DATA FOR THIS TASK Start Marker
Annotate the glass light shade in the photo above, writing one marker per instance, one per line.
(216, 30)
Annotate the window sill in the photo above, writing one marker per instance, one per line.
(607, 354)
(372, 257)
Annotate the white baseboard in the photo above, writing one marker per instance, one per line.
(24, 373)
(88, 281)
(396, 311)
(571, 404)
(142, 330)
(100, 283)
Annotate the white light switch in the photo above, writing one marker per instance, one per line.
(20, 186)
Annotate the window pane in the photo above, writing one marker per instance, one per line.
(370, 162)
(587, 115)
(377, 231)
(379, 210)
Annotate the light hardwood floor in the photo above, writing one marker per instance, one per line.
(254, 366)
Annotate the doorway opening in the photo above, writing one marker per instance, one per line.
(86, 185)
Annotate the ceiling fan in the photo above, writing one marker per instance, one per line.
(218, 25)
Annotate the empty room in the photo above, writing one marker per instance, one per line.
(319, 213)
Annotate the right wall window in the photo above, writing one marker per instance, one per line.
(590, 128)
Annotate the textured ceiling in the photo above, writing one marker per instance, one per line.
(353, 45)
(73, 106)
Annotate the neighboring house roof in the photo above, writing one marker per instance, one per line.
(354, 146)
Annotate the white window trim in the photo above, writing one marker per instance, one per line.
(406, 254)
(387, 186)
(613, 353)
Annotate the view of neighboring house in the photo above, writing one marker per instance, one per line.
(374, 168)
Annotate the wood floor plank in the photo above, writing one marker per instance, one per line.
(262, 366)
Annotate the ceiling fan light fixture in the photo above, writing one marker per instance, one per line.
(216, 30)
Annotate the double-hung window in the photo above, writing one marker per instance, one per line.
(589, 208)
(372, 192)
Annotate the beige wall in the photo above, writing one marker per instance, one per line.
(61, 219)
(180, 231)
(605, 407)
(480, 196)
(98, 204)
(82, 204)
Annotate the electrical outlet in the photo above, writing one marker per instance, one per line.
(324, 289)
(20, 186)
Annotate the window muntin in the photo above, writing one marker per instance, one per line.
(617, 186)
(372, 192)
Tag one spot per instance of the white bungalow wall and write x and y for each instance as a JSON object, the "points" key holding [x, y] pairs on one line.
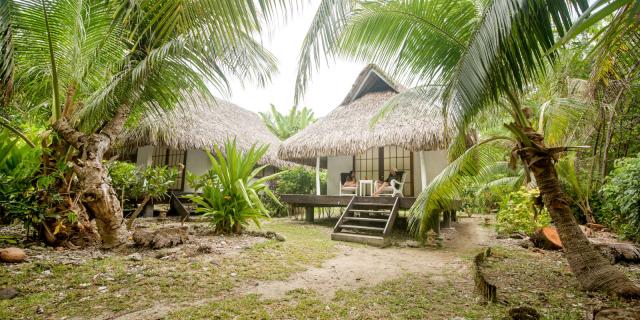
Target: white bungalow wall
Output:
{"points": [[435, 162], [197, 162], [335, 166]]}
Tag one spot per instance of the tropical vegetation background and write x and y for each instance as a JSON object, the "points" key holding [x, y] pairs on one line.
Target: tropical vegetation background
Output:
{"points": [[549, 91]]}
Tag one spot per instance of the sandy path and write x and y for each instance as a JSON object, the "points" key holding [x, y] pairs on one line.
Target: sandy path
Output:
{"points": [[358, 266], [354, 267]]}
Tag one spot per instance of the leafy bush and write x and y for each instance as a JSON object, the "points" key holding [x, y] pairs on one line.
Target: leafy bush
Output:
{"points": [[125, 178], [133, 183], [235, 199], [517, 213], [620, 208], [19, 190], [300, 180]]}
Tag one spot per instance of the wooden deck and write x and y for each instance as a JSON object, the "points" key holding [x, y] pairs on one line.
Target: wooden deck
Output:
{"points": [[309, 200]]}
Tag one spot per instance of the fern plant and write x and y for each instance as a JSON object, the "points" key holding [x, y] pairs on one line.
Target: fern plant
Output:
{"points": [[234, 200]]}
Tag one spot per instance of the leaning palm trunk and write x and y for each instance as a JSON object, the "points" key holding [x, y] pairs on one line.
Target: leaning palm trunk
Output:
{"points": [[591, 269], [96, 193]]}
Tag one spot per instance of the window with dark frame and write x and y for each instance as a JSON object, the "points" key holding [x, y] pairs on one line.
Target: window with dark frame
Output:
{"points": [[171, 158], [374, 164]]}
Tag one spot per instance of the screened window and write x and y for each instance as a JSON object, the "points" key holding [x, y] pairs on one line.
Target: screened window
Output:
{"points": [[375, 163], [171, 158]]}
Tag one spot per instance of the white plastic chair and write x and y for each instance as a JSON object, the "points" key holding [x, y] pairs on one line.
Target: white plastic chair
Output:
{"points": [[395, 187]]}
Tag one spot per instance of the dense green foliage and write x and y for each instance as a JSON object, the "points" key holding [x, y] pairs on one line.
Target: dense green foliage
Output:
{"points": [[286, 125], [19, 187], [620, 207], [519, 213], [234, 199]]}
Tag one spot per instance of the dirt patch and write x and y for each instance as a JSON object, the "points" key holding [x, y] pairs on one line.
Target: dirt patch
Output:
{"points": [[358, 266]]}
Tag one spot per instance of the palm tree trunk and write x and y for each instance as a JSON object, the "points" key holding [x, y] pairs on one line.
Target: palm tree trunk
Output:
{"points": [[591, 269], [96, 193]]}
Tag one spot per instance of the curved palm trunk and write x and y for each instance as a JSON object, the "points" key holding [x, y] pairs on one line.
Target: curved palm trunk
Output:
{"points": [[591, 269], [96, 193]]}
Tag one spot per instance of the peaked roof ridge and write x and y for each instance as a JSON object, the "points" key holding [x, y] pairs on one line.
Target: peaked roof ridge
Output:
{"points": [[358, 84]]}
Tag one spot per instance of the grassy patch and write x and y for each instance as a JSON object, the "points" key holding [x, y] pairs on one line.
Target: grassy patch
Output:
{"points": [[115, 285], [523, 279]]}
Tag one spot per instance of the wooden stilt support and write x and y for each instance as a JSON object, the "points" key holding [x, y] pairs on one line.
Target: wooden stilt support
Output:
{"points": [[309, 214], [147, 212], [436, 229]]}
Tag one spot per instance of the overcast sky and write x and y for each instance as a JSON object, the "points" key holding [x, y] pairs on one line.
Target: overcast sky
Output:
{"points": [[327, 88]]}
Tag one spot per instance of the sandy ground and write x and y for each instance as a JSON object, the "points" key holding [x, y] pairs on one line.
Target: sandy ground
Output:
{"points": [[358, 266]]}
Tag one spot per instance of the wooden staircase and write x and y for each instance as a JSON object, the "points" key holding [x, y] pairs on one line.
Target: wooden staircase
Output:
{"points": [[367, 220]]}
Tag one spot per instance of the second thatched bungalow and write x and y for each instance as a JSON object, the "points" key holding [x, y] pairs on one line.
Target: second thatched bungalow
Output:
{"points": [[184, 135], [409, 138]]}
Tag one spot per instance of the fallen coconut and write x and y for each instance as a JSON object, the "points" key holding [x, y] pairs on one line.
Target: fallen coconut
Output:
{"points": [[12, 255]]}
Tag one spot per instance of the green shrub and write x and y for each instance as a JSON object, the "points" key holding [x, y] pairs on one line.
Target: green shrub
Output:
{"points": [[235, 198], [620, 207], [517, 213], [134, 183], [20, 187]]}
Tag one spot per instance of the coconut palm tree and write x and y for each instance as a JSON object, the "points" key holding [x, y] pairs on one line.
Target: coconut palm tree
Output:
{"points": [[97, 65], [286, 125], [485, 55]]}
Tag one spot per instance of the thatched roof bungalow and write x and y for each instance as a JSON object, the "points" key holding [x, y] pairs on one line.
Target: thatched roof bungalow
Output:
{"points": [[409, 138], [183, 134]]}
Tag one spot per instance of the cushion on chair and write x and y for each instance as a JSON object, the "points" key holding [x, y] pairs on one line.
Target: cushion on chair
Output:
{"points": [[343, 177]]}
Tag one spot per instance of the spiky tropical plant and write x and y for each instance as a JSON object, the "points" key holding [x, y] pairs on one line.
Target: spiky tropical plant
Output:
{"points": [[286, 125], [233, 200], [96, 65], [485, 55]]}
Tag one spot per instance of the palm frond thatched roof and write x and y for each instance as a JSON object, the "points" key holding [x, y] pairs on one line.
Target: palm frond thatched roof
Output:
{"points": [[201, 123], [349, 130]]}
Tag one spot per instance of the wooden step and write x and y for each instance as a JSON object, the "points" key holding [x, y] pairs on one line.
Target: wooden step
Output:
{"points": [[377, 241], [351, 226], [371, 204], [366, 219], [370, 211]]}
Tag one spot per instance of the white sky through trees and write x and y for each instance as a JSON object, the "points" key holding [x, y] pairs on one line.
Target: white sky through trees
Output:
{"points": [[327, 87]]}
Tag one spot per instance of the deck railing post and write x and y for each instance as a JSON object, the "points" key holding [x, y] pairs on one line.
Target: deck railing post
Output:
{"points": [[318, 191], [309, 214]]}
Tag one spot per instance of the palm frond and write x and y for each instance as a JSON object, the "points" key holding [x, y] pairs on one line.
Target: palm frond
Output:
{"points": [[320, 42]]}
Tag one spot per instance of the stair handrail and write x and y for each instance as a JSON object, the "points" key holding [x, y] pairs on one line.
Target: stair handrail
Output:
{"points": [[392, 217]]}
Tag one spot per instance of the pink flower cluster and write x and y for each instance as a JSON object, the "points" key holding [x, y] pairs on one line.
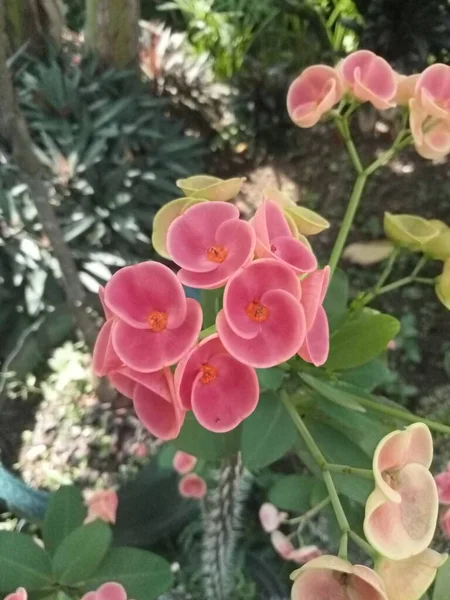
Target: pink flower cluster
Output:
{"points": [[272, 310], [366, 77]]}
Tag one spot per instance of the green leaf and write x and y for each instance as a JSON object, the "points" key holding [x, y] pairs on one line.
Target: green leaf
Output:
{"points": [[293, 493], [270, 379], [442, 585], [200, 442], [66, 512], [268, 433], [361, 339], [144, 575], [81, 552], [22, 563], [335, 303], [332, 393]]}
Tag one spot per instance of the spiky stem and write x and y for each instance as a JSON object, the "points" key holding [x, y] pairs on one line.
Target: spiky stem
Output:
{"points": [[222, 527]]}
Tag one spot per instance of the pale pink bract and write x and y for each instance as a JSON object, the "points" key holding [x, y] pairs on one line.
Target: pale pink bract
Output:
{"points": [[315, 91], [210, 243], [275, 239], [183, 462], [192, 486], [220, 390], [369, 78], [316, 345], [154, 323], [107, 591], [262, 323]]}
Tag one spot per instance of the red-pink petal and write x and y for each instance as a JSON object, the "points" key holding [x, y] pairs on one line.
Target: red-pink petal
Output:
{"points": [[279, 336], [249, 285], [316, 346], [193, 486], [238, 237], [104, 358], [134, 292], [194, 232], [222, 404], [145, 350]]}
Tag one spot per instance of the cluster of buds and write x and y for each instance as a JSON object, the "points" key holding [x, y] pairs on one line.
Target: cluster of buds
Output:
{"points": [[272, 309], [365, 77]]}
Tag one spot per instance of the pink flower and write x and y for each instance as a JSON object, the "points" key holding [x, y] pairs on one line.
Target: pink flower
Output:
{"points": [[270, 517], [445, 523], [332, 578], [192, 486], [262, 322], [210, 243], [431, 139], [433, 91], [275, 239], [315, 91], [370, 78], [409, 579], [102, 505], [19, 594], [154, 398], [107, 591], [317, 340], [220, 390], [154, 323], [401, 513], [183, 462], [443, 483]]}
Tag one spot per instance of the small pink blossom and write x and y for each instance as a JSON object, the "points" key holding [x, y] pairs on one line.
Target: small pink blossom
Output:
{"points": [[276, 240], [183, 462], [369, 78], [262, 322], [270, 517], [102, 505], [443, 483], [445, 523], [107, 591], [192, 486], [315, 91], [433, 91], [154, 323], [19, 594], [220, 390], [210, 243], [316, 345]]}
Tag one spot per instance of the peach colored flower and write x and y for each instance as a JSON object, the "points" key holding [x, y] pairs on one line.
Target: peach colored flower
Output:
{"points": [[401, 513], [107, 591], [154, 324], [443, 483], [183, 462], [409, 579], [317, 340], [270, 517], [276, 240], [19, 594], [433, 91], [315, 91], [332, 578], [210, 243], [192, 486], [262, 322], [369, 78], [220, 390], [102, 505]]}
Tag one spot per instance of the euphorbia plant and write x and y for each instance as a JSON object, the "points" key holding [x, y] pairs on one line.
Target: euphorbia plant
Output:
{"points": [[274, 357]]}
DATA FOR THIS TASK End Marker
◆ **YOUR TASK**: Beginning with the line that has "Tag one spot per instance of the second" and ending with the line that has "Tag one spot per instance of the fallen", set down the lines above exactly and include no others.

◆ **EXERCISE RESPONSE**:
Tag one spot per instance of the second thatched bungalow and write x and y for each instance as a JSON object, the "points" key holding [x, y] pairs on one line.
Target: second thatched bungalow
Output:
{"points": [[184, 135], [409, 138]]}
Tag one spot per instance of the fallen coconut and write x and y for each instance as a JSON object, the "points" key holding [x, y] pairs on one line.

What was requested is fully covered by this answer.